• **Given problem**
Reproduce the listing below in full, replacing every occurrence of "Detection result" with "Predicted boxes" and leaving all other text unchanged.

• **Dataset excerpts**
***

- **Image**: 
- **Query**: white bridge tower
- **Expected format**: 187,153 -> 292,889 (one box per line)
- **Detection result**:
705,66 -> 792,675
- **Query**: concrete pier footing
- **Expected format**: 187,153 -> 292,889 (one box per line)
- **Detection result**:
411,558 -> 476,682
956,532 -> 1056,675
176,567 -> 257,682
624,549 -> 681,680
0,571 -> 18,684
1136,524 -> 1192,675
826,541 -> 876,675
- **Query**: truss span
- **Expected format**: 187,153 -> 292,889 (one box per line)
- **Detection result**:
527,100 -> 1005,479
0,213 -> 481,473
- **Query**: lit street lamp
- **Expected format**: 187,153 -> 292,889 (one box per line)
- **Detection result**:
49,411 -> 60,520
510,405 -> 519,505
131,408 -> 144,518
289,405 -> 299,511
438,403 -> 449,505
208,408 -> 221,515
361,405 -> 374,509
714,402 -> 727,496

***

• **Completed task**
- **Image**: 
- **Query**: white bridge tower
- **Expected format**: 187,153 -> 292,889 (one box per line)
- **Predicted boxes**:
705,66 -> 792,675
- **Query**: concrete pier footing
- **Expected format**: 187,153 -> 292,889 (one box per line)
- **Predicted boxes**:
411,558 -> 476,682
956,532 -> 1056,675
176,567 -> 257,682
624,549 -> 681,680
0,571 -> 18,684
1136,524 -> 1192,675
826,541 -> 876,675
- **Query**: truss span
- **Expected format**: 187,153 -> 292,889 (one box per line)
- **Predicted boxes**:
527,100 -> 1005,479
0,213 -> 481,473
- **Query**: lit street lamp
- **Expected format**: 187,153 -> 292,889 (one box per line)
- **Predicted boxes**:
49,411 -> 60,520
510,405 -> 519,505
131,408 -> 144,518
289,405 -> 299,511
438,403 -> 449,505
208,408 -> 221,515
361,405 -> 374,509
714,402 -> 727,496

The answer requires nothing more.